Dataset entries

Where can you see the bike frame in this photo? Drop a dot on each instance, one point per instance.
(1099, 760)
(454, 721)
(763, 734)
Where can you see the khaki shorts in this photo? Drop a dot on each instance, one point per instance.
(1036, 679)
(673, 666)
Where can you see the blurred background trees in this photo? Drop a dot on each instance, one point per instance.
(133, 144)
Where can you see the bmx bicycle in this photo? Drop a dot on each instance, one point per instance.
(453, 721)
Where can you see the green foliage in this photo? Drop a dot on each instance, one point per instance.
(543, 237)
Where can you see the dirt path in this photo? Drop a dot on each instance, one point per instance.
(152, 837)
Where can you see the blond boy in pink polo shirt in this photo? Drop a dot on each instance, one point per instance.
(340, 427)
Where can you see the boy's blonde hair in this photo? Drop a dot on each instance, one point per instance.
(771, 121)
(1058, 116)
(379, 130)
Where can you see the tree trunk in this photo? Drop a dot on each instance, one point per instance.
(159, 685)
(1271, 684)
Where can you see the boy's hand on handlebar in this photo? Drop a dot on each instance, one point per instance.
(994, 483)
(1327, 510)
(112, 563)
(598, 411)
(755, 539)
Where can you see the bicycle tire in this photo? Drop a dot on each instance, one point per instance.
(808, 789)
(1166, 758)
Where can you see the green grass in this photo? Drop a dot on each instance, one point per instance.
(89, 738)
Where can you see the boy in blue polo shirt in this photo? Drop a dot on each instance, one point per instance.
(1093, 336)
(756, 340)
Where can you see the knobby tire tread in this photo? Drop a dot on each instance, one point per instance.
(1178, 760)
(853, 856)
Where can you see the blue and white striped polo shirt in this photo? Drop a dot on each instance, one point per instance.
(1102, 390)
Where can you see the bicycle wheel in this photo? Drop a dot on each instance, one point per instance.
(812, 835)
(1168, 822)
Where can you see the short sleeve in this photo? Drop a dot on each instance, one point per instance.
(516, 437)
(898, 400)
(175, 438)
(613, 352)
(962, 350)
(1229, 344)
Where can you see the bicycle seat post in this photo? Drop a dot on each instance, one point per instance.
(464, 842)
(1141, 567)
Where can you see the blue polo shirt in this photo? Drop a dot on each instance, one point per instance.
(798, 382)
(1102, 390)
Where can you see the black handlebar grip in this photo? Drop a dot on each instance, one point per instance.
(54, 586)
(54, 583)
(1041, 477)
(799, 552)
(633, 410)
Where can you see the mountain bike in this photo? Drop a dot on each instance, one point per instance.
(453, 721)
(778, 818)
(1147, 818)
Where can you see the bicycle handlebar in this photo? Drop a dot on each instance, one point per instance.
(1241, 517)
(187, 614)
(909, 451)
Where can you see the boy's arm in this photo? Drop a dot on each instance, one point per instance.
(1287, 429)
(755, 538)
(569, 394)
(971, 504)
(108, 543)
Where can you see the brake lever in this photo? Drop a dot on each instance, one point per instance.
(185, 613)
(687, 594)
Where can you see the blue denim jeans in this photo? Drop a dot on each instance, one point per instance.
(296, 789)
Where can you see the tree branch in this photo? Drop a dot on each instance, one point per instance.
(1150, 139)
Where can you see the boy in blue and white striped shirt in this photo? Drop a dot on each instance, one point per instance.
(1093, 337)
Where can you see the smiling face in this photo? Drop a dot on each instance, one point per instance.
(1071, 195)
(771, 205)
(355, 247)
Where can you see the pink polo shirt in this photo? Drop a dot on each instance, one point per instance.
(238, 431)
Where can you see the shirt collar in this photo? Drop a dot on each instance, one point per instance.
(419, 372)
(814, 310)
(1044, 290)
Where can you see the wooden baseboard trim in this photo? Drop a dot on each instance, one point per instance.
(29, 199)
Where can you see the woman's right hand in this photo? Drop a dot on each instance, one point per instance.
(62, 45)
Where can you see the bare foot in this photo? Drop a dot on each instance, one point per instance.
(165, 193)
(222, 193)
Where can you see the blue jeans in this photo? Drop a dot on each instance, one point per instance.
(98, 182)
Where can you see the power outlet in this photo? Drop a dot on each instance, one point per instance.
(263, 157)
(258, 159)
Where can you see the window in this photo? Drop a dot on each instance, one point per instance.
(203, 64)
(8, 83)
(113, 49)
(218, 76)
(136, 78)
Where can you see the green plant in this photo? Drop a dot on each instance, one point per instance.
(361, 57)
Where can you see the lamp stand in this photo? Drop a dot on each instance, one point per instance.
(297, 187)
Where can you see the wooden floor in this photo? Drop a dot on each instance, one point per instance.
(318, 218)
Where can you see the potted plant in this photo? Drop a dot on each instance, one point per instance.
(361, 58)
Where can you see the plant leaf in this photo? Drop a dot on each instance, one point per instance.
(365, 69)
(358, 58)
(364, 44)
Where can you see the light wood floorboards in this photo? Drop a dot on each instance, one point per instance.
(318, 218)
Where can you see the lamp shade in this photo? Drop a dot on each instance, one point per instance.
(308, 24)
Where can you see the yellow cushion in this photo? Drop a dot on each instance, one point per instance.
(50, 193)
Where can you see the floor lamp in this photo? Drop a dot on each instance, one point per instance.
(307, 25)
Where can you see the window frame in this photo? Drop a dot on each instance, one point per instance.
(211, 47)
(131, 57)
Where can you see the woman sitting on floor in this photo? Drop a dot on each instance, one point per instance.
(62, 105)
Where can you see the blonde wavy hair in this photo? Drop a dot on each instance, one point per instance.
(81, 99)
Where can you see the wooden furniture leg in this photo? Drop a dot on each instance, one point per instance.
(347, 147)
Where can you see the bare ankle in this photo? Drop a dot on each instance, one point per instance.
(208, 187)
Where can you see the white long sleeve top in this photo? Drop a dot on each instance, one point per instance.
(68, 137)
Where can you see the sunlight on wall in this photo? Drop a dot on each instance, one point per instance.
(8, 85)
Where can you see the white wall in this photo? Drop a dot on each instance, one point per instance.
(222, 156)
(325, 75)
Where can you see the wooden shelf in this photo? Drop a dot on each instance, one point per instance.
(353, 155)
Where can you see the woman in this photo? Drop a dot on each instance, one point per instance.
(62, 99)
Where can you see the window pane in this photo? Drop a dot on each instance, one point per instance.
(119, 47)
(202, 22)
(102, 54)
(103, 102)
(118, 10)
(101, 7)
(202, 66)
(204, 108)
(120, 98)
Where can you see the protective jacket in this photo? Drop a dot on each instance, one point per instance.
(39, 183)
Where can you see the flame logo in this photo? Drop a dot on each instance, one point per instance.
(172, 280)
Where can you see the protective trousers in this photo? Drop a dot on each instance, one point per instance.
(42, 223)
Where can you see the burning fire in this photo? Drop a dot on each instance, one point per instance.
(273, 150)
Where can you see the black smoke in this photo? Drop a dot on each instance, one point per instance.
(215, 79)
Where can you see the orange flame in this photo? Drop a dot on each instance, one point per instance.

WHAT YOU SHOULD DO: Using the data above, output each line exactly.

WRITTEN SOLUTION:
Where can you see the bike frame in this photo? Drop a dot on each instance, one point per instance.
(1099, 760)
(454, 721)
(763, 734)
Where can you see the khaki shorts in this photo? Drop a dot on each instance, one point per instance.
(1036, 679)
(673, 666)
Where can you see the blurred background trees in this photo? Drop a dot on each instance, one point per instance.
(133, 144)
Where can you see the bmx bicycle in this photo? Drop a dot on each instance, one point per instance.
(453, 721)
Where can you see the green foliage in this photo? Drop a dot on each instance, one point per instance.
(543, 237)
Where can you see the dirt path in this photo? Drop a dot on each instance, one point per instance.
(152, 837)
Where can you see the blond boy in pink polo shirt in this photo? Drop a dot on each instance, one point per instance.
(340, 427)
Where can you see the boy's blonde hair in this photo? Drop a dot on each instance, one point per instance.
(771, 121)
(1058, 116)
(379, 130)
Where can you see the tree trunk in this photo? Drop a dot on each instance, one point per instance.
(159, 685)
(1271, 684)
Where can you see the boy's hand on handlebar in this photo? Drop a dot on each instance, one point per instance.
(994, 483)
(1327, 510)
(112, 563)
(598, 411)
(755, 539)
Where can you see the bicycle tire in this photo? Drop a dot on each instance, one point per instance.
(808, 789)
(1166, 758)
Where can you see the green grass in this photo? Drop a dot on each instance, one point per instance.
(89, 738)
Where can you see the boy in blue polo shirt in this photo? Drop a dot on each instance, one point per instance.
(1093, 336)
(756, 340)
Where can you see the knobby tire tread in this photo? Drop a dot on each instance, one point per instance.
(1178, 760)
(853, 856)
Where can you see the blue and white striped polo shirt in this photo? Drop a dot on each instance, one point per instance.
(1102, 390)
Where can you see the bicycle wheel in this photo? Drop a dot on each instance, one point per instance.
(812, 835)
(1168, 822)
Where can you see the short sleeve in this photo? Drop a dot on each instance, one point per instance.
(516, 437)
(898, 400)
(175, 438)
(613, 352)
(962, 350)
(1229, 344)
Where can you see the bicycle seat post in this photo? Drop a dot on each instance, one point per instance.
(464, 842)
(1141, 567)
Where can you see the blue polo shirt in this photo? Drop a dot on each instance, one point per instance.
(798, 382)
(1102, 390)
Where can you see the black handlebar grip in this photo? Drop a dot on each instance, one point per instance.
(54, 586)
(54, 583)
(1041, 477)
(799, 552)
(633, 410)
Where can you see the mountain bike in this photo? Drop a dot on each instance, one point per instance.
(453, 721)
(778, 818)
(1147, 818)
Where can you see the bicycle handlebar in this photo? Drop a dot on each instance, one point per instance.
(1241, 517)
(187, 614)
(909, 451)
Where can you see the boy's arm in this photo? Drop a dot on each instance, one point per instance.
(1287, 429)
(755, 538)
(569, 394)
(971, 504)
(108, 543)
Where can you see the brake lever in this photo? Drop a dot on each instance, one point per instance.
(185, 613)
(687, 594)
Where can you see the blue denim jeans in this photo? Drop a dot on each instance, one point per instance.
(296, 789)
Where can you see the tree branch in this photo? Drop a dot on each instance, one point per instance.
(1150, 139)
Where can you see the boy in blue and white striped shirt in this photo? Drop a dot on each instance, one point per instance.
(1093, 337)
Where can you see the smiling face in this photo? Drop a dot on each instance, one point per instance.
(1071, 195)
(771, 205)
(355, 247)
Where can you see the pink polo shirt in this photo? Drop a dot on each instance, one point per instance.
(238, 431)
Where can you see the shirt collar in this photo? Drop a dot on each instance, one point per instance.
(419, 372)
(814, 310)
(1044, 290)
Where can you see the wooden baseboard trim in this photo? Drop a dot on each instance, one point per instance.
(29, 199)
Where can you see the woman's right hand in this photo? Drop a dot on each instance, one point per instance.
(62, 45)
Where can you see the bare foot in this photo? Drop a dot on each instance, one point per instance.
(165, 193)
(222, 193)
Where can you see the blue jeans in this photo? Drop a dot on each instance, one point per instance.
(98, 182)
Where can you see the power outlet in this photo? Drop a dot on each instance, one point per instance.
(263, 157)
(258, 159)
Where can you see the window in this photo? Drop a dot on each instance, one point per instance.
(203, 64)
(8, 83)
(113, 49)
(218, 76)
(136, 78)
Where can you see the green plant in this photo? Drop a dot on each instance, one point per instance.
(361, 57)
Where can you see the lamp stand in this photo? Drop a dot on each instance, one point per instance.
(297, 187)
Where can you see the wooden floor in this photo? Drop a dot on each instance, one point per instance.
(318, 218)
Where can you see the potted plant in this photo? Drop a dot on each instance, one point per instance.
(361, 58)
Where can you see the plant leaf in this photo? Drop a dot on each instance, one point per instance.
(365, 69)
(358, 58)
(364, 44)
Where can you see the light wood floorboards in this photo? Drop a dot on each instance, one point per instance.
(318, 218)
Where can you see the lamp shade in this photo? Drop a dot on each instance, one point per instance.
(308, 24)
Where can you see the yellow cushion in this photo? Drop a dot on each instance, one point per instance.
(50, 193)
Where can you see the floor lamp in this photo? Drop a dot on each instance, one point per instance.
(307, 25)
Where can you see the window frame in this photo? Drop a dot on each instance, one point per instance.
(211, 47)
(131, 57)
Where can you see the woman sitting on floor in this photo? Drop a dot on each instance, one point per instance.
(62, 105)
Where can you see the blonde wavy hair in this photo? Drop a dot on each instance, one point per instance.
(81, 99)
Where can you see the wooden furniture leg in this photo? Drop a dot on each instance, one point per instance.
(347, 147)
Where can you see the bare ankle in this photo? Drop a dot on each instance, one point per instance.
(208, 187)
Where can you see the white long sleeve top in this photo? Drop a dot on each instance, one point per instance.
(68, 137)
Where can you see the sunlight on wall in this photo? Drop a dot on each instance, one point per instance.
(8, 85)
Where can you see the white wall in this photo? Drop a dot on each instance, one point per instance.
(222, 156)
(325, 75)
Where can you see the wooden shelf in this photo? Drop a dot on each instance, one point per instance.
(353, 155)
Where can you see the woman in this photo? Drop a dot on each instance, one point per instance.
(62, 99)
Where can you see the window pane in this photo? Drop a dot on each instance, one point per instance.
(119, 47)
(202, 22)
(102, 54)
(103, 102)
(118, 10)
(101, 7)
(202, 66)
(204, 108)
(120, 98)
Where can you see the protective jacket in this photo? Drop a dot on each instance, one point per instance.
(39, 183)
Where can you see the flame logo in this photo? Drop a dot on each instance, one point per instance.
(172, 280)
Where can you see the protective trousers in this photo? Drop a dot on each instance, one point per instance.
(42, 223)
Where can you see the burning fire in this photo? Drop a dot on each instance, one point per instance.
(273, 150)
Where can you see the black smoke in this photo? Drop a dot on each instance, one point per instance.
(215, 79)
Where can you see the orange flame in this photo? Drop a dot on each instance, one point per instance.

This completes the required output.